EXERCISE AIM | Rewrite the entries below as a JSON list of strings, with one string for each line and no blank lines. Leave the pictures out.

▼

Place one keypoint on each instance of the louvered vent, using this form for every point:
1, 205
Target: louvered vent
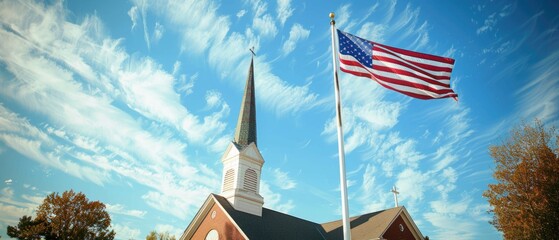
228, 180
250, 180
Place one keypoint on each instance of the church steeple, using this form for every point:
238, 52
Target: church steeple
242, 161
245, 133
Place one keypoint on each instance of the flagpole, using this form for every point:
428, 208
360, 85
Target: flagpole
343, 182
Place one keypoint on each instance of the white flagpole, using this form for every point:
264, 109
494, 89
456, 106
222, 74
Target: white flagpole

▲

SOLUTION FOR THIS TASK |
[
  "Place one keypoint on each instance of the louvered vent, using this form for every point:",
  "1, 205",
  "Target: louvered vent",
  "228, 180",
  "250, 180",
  "Place one keypoint on each instance of the church steeple, using this form for every point:",
  "238, 52",
  "Target: church steeple",
  "242, 161",
  "245, 133",
  "Place one keypoint on each instance of the flagpole, using this form for every point:",
  "428, 208",
  "360, 85",
  "Target: flagpole",
  "343, 182",
  "Place one keypoint on each instance of the white flagpole, using this form for every point:",
  "264, 109",
  "494, 89",
  "456, 106",
  "222, 74",
  "Target: white flagpole"
]